TASK DESCRIPTION = Write out each line of the material again, word for word.

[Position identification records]
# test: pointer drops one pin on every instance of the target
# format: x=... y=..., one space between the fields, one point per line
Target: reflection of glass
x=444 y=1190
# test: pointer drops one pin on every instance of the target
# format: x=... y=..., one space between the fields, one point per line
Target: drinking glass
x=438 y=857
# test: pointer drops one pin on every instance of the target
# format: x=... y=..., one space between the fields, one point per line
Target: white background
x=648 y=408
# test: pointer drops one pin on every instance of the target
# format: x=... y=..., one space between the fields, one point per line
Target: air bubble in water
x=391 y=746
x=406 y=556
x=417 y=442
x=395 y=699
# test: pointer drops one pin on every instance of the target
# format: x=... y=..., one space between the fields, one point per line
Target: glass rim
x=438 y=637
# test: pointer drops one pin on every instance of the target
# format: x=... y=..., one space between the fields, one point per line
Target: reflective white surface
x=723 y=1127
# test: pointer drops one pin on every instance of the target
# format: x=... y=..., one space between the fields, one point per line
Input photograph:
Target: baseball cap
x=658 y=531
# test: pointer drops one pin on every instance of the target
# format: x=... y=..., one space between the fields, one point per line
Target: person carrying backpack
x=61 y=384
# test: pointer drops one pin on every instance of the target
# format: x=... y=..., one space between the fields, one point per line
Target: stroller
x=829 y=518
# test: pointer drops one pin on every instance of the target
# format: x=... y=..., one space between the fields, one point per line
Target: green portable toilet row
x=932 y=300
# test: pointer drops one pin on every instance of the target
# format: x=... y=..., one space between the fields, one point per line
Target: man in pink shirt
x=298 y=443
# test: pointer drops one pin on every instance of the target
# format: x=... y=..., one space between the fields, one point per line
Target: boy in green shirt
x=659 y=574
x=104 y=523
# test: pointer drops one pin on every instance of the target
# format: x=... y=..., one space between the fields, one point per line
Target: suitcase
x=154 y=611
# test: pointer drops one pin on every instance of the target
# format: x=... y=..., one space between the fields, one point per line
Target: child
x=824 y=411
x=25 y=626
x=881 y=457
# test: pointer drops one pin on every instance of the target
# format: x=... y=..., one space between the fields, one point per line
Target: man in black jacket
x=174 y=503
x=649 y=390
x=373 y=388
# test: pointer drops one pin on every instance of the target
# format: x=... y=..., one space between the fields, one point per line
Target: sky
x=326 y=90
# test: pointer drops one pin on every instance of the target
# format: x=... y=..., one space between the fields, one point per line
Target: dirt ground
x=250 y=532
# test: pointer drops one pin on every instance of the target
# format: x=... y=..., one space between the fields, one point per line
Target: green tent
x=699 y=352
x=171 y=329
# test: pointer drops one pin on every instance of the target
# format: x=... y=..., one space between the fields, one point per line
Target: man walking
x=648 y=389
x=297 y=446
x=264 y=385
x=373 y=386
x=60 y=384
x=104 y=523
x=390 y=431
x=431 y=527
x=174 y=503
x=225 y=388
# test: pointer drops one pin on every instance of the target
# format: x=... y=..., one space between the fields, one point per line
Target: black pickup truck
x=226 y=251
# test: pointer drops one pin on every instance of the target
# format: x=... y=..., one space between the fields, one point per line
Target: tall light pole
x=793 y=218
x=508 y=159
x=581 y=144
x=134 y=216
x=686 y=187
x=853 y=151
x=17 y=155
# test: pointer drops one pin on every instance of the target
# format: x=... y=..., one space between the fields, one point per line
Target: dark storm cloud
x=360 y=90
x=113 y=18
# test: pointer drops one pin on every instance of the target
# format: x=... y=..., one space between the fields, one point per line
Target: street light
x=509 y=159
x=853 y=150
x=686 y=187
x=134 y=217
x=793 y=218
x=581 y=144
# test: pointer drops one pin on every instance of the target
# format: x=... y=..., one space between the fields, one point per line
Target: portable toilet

SOLUTION TO THIS TASK =
# test: pointer drops one pin on every instance of the target
# format: x=... y=..., one space between the fields, one point per line
Target: reflection of glass
x=444 y=1190
# test: pointer drops one pin on every instance of the target
# format: x=... y=..., one space between the fields, one point per line
Target: drinking glass
x=438 y=857
# test: pointer drops one pin on every instance of the target
# format: x=... y=..., one space between the fields, one point per line
Target: white background
x=648 y=408
# test: pointer drops one pin on every instance of the target
# format: x=... y=..., one space between the fields, one point per line
Target: air bubble in water
x=391 y=746
x=406 y=556
x=417 y=442
x=395 y=699
# test: pointer drops one pin on every instance of the target
# format: x=... y=..., one space between the fields, one point per line
Target: glass rim
x=438 y=637
# test: pointer drops one pin on every instance of the target
# format: x=... y=..., one space between the fields, one point per line
Target: reflective white surface
x=723 y=1127
# test: pointer drops one pin on every instance of the target
# format: x=... y=..., one space between the fields, one point per line
Input photograph:
Target: baseball cap
x=658 y=531
# test: pointer drops one pin on every instance of the target
# format: x=... y=..., one space between the fields, one point per line
Target: person carrying backpack
x=61 y=384
# test: pointer drops one pin on every instance of the target
# format: x=... y=..., one space between the fields, one point per line
Target: stroller
x=829 y=518
# test: pointer drops one pin on every instance of the target
# format: x=... y=..., one space between the fields, one point per line
Target: green portable toilet row
x=932 y=300
# test: pointer drops one pin on every instance of the target
# format: x=... y=..., one space between the fields, one point per line
Target: man in pink shirt
x=298 y=443
# test: pointer drops one pin on every instance of the target
# format: x=... y=..., one space between the fields, one point per line
Target: boy in green shirt
x=659 y=574
x=104 y=523
# test: pointer drops one pin on every instance of the target
# format: x=... y=..., one space between the fields, one point per line
Target: suitcase
x=154 y=611
# test: pointer drops one pin on every instance of the target
# format: x=... y=..., one space between the fields, one point per line
Target: child
x=824 y=411
x=25 y=626
x=881 y=457
# test: pointer drops one pin on every instance of the target
# format: x=... y=..., one space between the fields, one point per line
Target: man in black jacket
x=174 y=503
x=649 y=390
x=373 y=388
# test: pointer drops one pin on every instance of the target
# format: x=... y=..., one space between the fields, one point per line
Target: sky
x=326 y=90
# test: pointer drops one pin on every instance of the target
# format: x=... y=..., one space between the fields, one point per line
Target: dirt ground
x=250 y=532
# test: pointer drops one pin on every instance of the target
# format: x=... y=..., one space between the fields, one point per line
Target: green tent
x=699 y=352
x=171 y=329
# test: pointer drops one pin on every instance of the target
# format: x=... y=..., one space between the fields, one point per line
Target: man walking
x=648 y=389
x=297 y=446
x=264 y=385
x=373 y=386
x=60 y=384
x=104 y=523
x=390 y=431
x=431 y=527
x=174 y=503
x=225 y=388
# test: pointer drops one pin on every instance of the target
# format: x=... y=..., one space between the fields, one point per line
Target: black pickup truck
x=226 y=251
# test: pointer drops one pin on every instance of the target
# format: x=... y=..., one space between the fields, one point per line
Target: tall light pole
x=793 y=218
x=508 y=159
x=581 y=144
x=134 y=216
x=686 y=187
x=853 y=151
x=17 y=155
# test: pointer drops one pin on every instance of the target
# format: x=... y=..., one space between the fields, one point per line
Target: dark storm cloud
x=360 y=90
x=113 y=18
# test: pointer drops one pin on every instance of the target
# format: x=... y=..., one space between the fields, one point per line
Target: street light
x=509 y=159
x=853 y=150
x=686 y=187
x=134 y=217
x=793 y=218
x=581 y=144
# test: pointer drops one pin on every instance of the target
# format: x=... y=..., one space between the fields, one point per line
Target: portable toilet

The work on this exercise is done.